**READING TEXT**
━━━━━━━━━━━━━━━━

K-means clustering in an unsupervised algorithm that tries to find natural clusters among the data that minimize within-cluster variation while maximizing between-cluster variation. While this sort of clustering will not help us directly predict whether an employee will leave or not, we can see if the clusters the algorithm creates match the ones we noticed in the plots before, and create new visualizations using the clusters assigned to each employee. In a similar manner to before, we can try many different values of k for the number of clusters for the algorithm and put the data into using a graph known as a WSS plot using the same scaled set of data. The best value of k will appear at a sort of “elbow” in the plot where the within group sum of squares stops meaningfully dropping after adding more clusters.
wssplot <- function(data, nc=15, seed = 1234){
wss <- (nrow(data)-1)*sum(apply(data,2,var))
for (i in 2:nc){
set.seed(seed)
wss[i] <- sum(kmeans(data, centers=i)$withinss)}
plot(1:nc, wss, type="b", xlab="Number of Clusters",
ylab="Within groups sum of squares")
}
wssplot(train.knn)
For this plot, a good value for k seems to be 4, so let’s try that.
clust <- kmeans(train.knn, 4, nstart=40)
We can create some interesting visualizations based on the clusters:
train.knn$cluster <- as.factor(clust$cluster)
ggplotly(ggplot(train.knn, aes(satisfaction_level, group = cluster, fill = cluster)) + geom_density() + facet_grid(.~cluster) + labs(x = "Satisfaction Level"))
ggplotly(ggplot(train.knn, aes(average_montly_hours, group = cluster, fill = cluster)) + geom_density() + facet_grid(.~cluster) + labs(x = "Average Monthly Hours"))
ggplotly(ggplot(train.knn, aes(satisfaction_level, fill=cluster)) + geom_histogram() + labs(x="Satisfaction Level"))
ggplotly(ggplot(train.knn, aes(average_montly_hours, fill=cluster)) + geom_histogram() + labs(x="Average Monthly Hours"))
We can see from the density plots that cluster 4 definitely represents the employees who are underworked and unsatisifed, while cluster 2 probably includes the ones who are overworked and unsatisfied. Cluster 1 seems to be the group who work average hours and are mostly satisfied, with cluster 3 containing all the rest of the employees. These cluster groupings help affirm some of the groups that we had previously noticed before, and the stacked histogram plots offer yet another way of visualizing the difference of hours and satisfaction for each group of employees, which can each be targetted more effectively by the company once their common characteristics have been determined.

━━━━━━━━━━━━━━━━

**RECORD SET**
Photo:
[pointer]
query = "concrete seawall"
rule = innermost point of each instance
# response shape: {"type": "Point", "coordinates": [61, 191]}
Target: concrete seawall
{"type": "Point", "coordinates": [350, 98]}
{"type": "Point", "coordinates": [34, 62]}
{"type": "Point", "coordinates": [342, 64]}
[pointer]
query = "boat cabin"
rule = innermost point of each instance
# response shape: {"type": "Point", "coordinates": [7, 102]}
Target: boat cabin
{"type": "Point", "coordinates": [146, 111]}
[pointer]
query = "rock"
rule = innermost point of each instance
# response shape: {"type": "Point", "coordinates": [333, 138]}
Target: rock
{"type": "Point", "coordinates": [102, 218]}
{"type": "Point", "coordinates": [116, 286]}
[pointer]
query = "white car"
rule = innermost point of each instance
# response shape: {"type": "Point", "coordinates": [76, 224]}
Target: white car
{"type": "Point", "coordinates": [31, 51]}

━━━━━━━━━━━━━━━━

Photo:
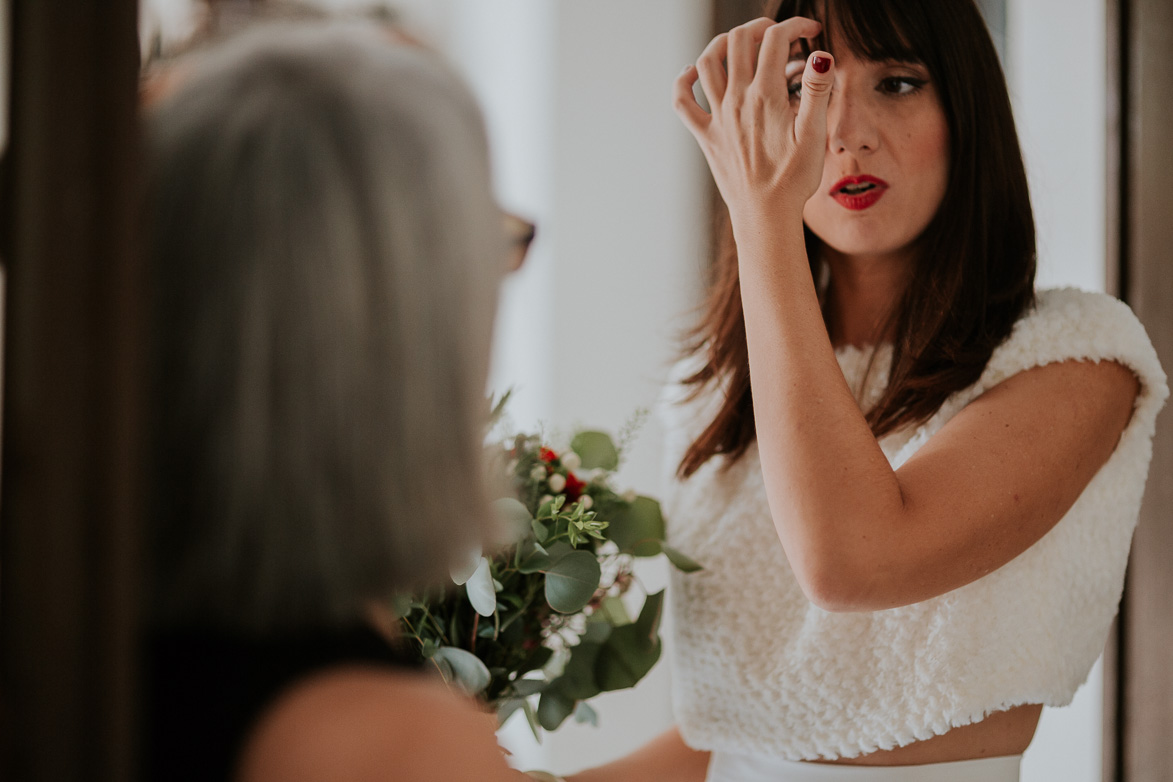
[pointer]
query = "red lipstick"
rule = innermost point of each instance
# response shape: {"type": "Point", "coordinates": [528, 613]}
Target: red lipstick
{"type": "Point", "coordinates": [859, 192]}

━━━━━━━━━━━━━━━━

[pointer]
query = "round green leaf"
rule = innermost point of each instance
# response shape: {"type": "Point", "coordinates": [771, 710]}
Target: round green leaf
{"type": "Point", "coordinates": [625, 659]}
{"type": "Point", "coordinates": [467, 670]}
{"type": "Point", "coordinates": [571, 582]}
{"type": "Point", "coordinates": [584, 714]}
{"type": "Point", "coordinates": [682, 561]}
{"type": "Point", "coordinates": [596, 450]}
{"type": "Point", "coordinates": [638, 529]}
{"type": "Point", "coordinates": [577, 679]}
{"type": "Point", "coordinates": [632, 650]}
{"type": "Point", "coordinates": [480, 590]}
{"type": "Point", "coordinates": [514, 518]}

━━━━━━━━━━━━━━━━

**SHORT EXERCISE**
In the k-means clustering text, take everything from "For this plot, a" down to "train.knn$cluster <- as.factor(clust$cluster)" and write it out again, changing "interesting" to "useful".

**ANSWER BELOW**
For this plot, a good value for k seems to be 4, so let’s try that.
clust <- kmeans(train.knn, 4, nstart=40)
We can create some useful visualizations based on the clusters:
train.knn$cluster <- as.factor(clust$cluster)